• Short exercise:
Copy the records below word for word, from their first line through the line that contains "46L79 50L126 43L218", including that line.

• Records from a dataset:
------

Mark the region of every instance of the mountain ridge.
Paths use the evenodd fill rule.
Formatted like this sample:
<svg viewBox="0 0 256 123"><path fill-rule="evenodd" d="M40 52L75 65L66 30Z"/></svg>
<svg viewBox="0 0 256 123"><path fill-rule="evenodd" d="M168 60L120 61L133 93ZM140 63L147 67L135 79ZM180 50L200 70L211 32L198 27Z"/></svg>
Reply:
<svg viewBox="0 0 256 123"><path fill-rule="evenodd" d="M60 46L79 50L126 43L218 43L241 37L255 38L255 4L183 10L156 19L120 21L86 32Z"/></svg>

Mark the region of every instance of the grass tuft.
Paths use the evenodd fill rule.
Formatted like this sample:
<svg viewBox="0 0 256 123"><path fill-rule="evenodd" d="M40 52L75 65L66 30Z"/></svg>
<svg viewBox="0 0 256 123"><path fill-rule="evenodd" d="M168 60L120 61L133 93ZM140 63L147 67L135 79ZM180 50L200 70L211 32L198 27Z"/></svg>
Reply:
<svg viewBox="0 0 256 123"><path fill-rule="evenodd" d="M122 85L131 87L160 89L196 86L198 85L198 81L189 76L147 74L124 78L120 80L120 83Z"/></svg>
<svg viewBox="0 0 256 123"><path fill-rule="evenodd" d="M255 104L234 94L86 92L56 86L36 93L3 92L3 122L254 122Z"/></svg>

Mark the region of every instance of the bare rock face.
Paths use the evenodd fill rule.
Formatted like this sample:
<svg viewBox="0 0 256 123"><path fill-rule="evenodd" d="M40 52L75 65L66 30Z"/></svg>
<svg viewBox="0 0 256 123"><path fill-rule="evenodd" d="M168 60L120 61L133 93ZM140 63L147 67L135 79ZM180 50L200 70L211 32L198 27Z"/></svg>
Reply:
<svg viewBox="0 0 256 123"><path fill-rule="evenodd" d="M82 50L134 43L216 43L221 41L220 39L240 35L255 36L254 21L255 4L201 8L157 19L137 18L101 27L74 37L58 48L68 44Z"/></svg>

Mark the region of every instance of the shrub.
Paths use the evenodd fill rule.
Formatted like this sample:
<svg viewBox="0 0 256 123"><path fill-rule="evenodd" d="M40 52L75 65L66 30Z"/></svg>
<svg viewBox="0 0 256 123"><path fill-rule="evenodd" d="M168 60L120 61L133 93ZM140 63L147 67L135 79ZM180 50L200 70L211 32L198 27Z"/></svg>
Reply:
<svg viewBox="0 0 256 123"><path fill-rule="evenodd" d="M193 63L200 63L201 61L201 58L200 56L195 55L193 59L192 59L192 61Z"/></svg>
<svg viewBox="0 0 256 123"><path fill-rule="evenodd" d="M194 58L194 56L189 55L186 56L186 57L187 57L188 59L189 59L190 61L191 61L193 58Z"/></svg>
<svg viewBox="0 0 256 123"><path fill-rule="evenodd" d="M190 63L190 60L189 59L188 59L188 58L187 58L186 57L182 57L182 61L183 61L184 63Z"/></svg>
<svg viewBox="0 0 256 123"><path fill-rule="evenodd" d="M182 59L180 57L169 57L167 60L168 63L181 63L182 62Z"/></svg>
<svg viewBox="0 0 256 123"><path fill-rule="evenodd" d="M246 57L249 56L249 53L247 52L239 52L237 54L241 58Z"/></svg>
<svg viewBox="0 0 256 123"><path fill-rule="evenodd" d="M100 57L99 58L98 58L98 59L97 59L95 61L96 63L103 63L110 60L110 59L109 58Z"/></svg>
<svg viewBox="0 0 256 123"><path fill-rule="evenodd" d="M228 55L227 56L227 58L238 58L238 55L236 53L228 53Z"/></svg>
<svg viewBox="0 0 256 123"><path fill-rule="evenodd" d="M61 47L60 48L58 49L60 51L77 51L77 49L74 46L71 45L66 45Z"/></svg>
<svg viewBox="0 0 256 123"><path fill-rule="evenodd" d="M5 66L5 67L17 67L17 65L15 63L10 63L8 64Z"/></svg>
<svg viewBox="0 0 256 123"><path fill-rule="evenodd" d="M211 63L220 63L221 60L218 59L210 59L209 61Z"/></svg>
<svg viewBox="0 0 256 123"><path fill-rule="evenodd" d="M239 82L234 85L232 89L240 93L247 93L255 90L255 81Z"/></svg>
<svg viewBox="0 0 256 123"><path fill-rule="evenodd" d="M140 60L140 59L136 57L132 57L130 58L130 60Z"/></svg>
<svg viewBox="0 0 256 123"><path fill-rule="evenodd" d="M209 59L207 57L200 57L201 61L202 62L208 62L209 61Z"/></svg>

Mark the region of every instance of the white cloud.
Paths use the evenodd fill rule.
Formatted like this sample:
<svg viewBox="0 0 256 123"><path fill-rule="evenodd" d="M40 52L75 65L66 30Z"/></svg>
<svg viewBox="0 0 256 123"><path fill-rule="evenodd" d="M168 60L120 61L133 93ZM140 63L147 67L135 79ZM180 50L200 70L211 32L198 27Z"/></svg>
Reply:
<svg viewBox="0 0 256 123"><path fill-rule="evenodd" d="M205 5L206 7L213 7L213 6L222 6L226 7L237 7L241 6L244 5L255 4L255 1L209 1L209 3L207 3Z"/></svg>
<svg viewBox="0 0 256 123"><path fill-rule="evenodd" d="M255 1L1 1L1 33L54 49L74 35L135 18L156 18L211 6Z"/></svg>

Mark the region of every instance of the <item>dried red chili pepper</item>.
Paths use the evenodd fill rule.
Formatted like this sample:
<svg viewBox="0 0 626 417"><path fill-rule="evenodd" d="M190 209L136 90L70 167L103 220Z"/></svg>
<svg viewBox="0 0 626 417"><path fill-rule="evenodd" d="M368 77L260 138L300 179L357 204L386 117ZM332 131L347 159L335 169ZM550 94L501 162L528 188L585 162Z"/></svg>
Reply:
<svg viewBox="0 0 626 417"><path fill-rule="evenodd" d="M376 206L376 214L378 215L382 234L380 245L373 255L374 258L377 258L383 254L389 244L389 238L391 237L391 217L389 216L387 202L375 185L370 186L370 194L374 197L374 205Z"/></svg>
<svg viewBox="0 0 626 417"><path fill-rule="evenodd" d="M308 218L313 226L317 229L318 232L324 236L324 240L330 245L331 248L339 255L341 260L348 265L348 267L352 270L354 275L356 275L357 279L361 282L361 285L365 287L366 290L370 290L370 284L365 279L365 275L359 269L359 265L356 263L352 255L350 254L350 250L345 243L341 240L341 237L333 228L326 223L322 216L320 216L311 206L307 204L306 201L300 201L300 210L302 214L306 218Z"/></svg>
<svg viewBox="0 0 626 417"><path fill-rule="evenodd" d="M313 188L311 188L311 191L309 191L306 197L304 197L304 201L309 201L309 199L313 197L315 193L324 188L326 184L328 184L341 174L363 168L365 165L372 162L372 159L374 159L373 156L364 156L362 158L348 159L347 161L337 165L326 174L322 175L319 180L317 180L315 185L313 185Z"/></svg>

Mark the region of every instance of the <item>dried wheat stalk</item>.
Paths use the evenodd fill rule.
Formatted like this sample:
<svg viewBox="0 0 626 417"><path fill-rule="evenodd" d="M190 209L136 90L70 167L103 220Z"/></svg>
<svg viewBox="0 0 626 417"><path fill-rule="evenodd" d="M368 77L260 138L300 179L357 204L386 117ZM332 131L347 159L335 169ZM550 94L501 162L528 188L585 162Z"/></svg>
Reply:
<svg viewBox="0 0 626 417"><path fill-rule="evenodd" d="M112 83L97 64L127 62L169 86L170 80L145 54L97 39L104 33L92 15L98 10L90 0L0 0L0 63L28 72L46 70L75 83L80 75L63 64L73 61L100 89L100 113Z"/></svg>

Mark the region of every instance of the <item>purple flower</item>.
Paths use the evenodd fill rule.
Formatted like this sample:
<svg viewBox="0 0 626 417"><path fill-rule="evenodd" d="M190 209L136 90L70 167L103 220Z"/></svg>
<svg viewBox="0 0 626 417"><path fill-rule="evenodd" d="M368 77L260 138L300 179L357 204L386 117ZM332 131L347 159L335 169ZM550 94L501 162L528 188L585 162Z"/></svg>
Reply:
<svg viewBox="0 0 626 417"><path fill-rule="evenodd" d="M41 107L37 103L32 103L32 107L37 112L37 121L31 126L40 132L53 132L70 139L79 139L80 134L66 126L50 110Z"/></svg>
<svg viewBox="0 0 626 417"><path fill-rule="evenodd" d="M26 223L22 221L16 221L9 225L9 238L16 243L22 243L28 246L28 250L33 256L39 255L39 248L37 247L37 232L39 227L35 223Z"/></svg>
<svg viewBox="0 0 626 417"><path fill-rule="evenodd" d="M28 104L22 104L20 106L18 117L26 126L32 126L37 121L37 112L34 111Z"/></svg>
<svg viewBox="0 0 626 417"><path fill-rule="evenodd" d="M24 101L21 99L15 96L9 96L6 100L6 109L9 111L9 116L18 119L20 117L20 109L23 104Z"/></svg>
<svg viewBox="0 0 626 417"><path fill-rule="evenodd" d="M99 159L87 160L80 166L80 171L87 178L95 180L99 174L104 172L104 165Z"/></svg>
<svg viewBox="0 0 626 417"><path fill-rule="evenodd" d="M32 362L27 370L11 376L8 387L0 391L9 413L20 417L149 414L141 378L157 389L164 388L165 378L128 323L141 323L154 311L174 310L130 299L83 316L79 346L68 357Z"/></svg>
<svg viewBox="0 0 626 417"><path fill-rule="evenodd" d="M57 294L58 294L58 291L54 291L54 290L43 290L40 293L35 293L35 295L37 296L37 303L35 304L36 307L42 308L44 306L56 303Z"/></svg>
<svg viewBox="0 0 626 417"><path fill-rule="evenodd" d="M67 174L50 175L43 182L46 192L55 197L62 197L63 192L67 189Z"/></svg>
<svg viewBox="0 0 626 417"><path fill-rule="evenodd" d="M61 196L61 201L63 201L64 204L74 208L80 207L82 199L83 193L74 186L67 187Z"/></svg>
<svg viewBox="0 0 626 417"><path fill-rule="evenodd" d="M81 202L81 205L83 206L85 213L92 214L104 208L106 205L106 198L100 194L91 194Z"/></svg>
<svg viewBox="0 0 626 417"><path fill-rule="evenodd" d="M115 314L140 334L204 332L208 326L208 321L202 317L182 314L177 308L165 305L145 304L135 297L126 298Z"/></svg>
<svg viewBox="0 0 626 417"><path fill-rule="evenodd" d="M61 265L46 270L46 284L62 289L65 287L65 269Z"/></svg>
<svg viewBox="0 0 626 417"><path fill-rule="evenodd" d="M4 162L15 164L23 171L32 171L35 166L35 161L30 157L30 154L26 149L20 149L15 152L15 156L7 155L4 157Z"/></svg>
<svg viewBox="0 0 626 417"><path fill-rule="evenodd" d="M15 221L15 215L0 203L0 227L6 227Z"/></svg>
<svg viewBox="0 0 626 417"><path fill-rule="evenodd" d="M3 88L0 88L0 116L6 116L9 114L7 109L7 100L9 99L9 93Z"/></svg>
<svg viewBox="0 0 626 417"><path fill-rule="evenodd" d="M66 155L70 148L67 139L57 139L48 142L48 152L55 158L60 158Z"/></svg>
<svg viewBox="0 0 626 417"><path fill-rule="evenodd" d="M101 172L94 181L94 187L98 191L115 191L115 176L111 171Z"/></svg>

------

• Reply to the exercise:
Mark the region of every instance of the mountain ridge.
Paths use the evenodd fill rule.
Formatted like this sample:
<svg viewBox="0 0 256 123"><path fill-rule="evenodd" d="M40 52L75 65L66 30Z"/></svg>
<svg viewBox="0 0 256 123"><path fill-rule="evenodd" d="M168 60L120 61L133 93ZM140 63L147 67L135 79ZM180 50L200 70L211 32L198 27Z"/></svg>
Reply:
<svg viewBox="0 0 256 123"><path fill-rule="evenodd" d="M60 46L79 50L126 43L218 43L241 37L255 38L255 4L183 10L156 19L120 21L86 32Z"/></svg>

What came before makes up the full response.